→ **EXERCISE GOAL**
Please print every record below exactly as it appears.
--- Start INPUT DATA ---
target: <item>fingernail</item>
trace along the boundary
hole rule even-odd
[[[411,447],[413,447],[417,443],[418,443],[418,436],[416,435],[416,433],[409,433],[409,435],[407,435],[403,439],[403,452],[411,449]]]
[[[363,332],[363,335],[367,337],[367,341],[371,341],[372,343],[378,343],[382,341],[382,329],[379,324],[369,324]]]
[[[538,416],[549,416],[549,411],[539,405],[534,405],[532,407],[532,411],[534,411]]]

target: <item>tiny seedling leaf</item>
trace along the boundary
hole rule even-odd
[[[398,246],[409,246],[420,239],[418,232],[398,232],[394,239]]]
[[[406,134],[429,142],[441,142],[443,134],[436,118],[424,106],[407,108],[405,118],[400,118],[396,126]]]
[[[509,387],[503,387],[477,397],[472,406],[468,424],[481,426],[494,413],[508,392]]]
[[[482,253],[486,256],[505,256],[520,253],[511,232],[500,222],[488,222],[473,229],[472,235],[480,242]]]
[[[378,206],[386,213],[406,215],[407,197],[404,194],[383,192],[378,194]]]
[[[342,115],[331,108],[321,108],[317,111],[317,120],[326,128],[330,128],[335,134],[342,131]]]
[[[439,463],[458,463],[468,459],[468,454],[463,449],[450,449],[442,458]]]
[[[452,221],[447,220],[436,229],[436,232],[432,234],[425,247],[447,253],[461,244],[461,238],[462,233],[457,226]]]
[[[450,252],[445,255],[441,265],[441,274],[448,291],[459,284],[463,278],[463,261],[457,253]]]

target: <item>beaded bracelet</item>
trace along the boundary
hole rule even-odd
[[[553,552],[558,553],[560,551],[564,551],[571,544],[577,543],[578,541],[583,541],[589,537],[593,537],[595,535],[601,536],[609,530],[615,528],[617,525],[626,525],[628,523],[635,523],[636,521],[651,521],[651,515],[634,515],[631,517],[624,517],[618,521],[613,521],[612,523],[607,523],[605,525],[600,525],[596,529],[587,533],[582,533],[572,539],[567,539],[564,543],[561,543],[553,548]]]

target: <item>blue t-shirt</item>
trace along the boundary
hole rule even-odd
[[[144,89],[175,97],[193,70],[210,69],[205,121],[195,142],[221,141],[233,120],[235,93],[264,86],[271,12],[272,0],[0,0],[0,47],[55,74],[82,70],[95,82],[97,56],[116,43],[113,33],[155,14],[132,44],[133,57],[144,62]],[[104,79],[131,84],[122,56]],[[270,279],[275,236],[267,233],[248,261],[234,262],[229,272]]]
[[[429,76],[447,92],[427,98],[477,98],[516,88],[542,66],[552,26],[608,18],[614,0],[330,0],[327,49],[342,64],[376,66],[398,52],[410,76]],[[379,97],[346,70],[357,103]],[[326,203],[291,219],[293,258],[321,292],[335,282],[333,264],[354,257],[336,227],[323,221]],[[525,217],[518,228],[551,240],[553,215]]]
--- End INPUT DATA ---
→ **WRITTEN SOLUTION**
target: <item>fingernail</item>
trace along the boundary
hole rule even-odd
[[[411,447],[413,447],[417,443],[418,443],[418,436],[416,435],[416,433],[409,433],[409,435],[407,435],[403,439],[403,452],[411,449]]]
[[[363,332],[363,335],[367,337],[367,341],[371,341],[372,343],[378,343],[382,341],[382,329],[379,324],[369,324]]]
[[[538,416],[549,416],[549,411],[539,405],[534,405],[532,407],[532,411],[534,411]]]

target: <item>tiny seedling leaf</item>
trace along the boundary
hole rule even-odd
[[[398,246],[409,246],[420,239],[418,232],[398,232],[394,239]]]
[[[406,134],[429,142],[441,142],[443,134],[436,118],[424,106],[407,108],[405,118],[400,118],[396,126]]]
[[[509,387],[503,387],[477,397],[472,406],[468,424],[481,426],[494,413],[508,392]]]
[[[482,253],[486,256],[505,256],[520,253],[511,232],[500,222],[488,222],[473,229],[472,235],[480,242]]]
[[[378,206],[386,213],[406,215],[407,197],[404,194],[383,192],[378,194]]]
[[[342,115],[331,108],[321,108],[317,111],[317,120],[326,128],[330,128],[335,134],[342,131]]]
[[[439,463],[458,463],[468,459],[468,454],[463,449],[450,449],[442,458]]]
[[[452,221],[447,220],[436,229],[436,232],[432,234],[425,247],[447,253],[461,244],[461,238],[462,233],[457,226]]]
[[[450,252],[445,255],[441,265],[441,274],[448,291],[459,284],[463,278],[463,261],[457,253]]]

target: <item>beaded bracelet</item>
trace along the boundary
hole rule even-odd
[[[553,552],[558,553],[560,551],[564,551],[571,544],[577,543],[578,541],[583,541],[589,537],[593,537],[595,535],[601,536],[609,530],[615,528],[617,525],[626,525],[628,523],[635,523],[636,521],[651,521],[651,515],[634,515],[631,517],[624,517],[618,521],[613,521],[612,523],[607,523],[605,525],[600,525],[596,529],[587,533],[582,533],[572,539],[567,539],[564,543],[561,543],[553,548]]]

target: <item>blue t-shirt</item>
trace along the boundary
hole rule even-odd
[[[144,89],[175,97],[193,70],[210,69],[205,121],[195,142],[221,141],[233,120],[235,93],[264,86],[271,12],[272,0],[0,0],[0,47],[55,74],[82,70],[95,82],[97,56],[116,43],[113,33],[155,14],[132,44],[133,57],[144,62]],[[104,79],[131,84],[122,56]],[[270,279],[275,236],[267,233],[248,261],[234,262],[229,272]]]
[[[429,76],[447,92],[427,98],[477,98],[516,88],[542,66],[552,26],[608,18],[614,0],[330,0],[327,49],[342,64],[376,66],[398,52],[410,76]],[[379,97],[346,70],[357,103]],[[326,203],[291,219],[293,258],[321,292],[335,282],[333,264],[354,257],[336,227],[323,221]],[[525,217],[518,228],[551,240],[553,215]]]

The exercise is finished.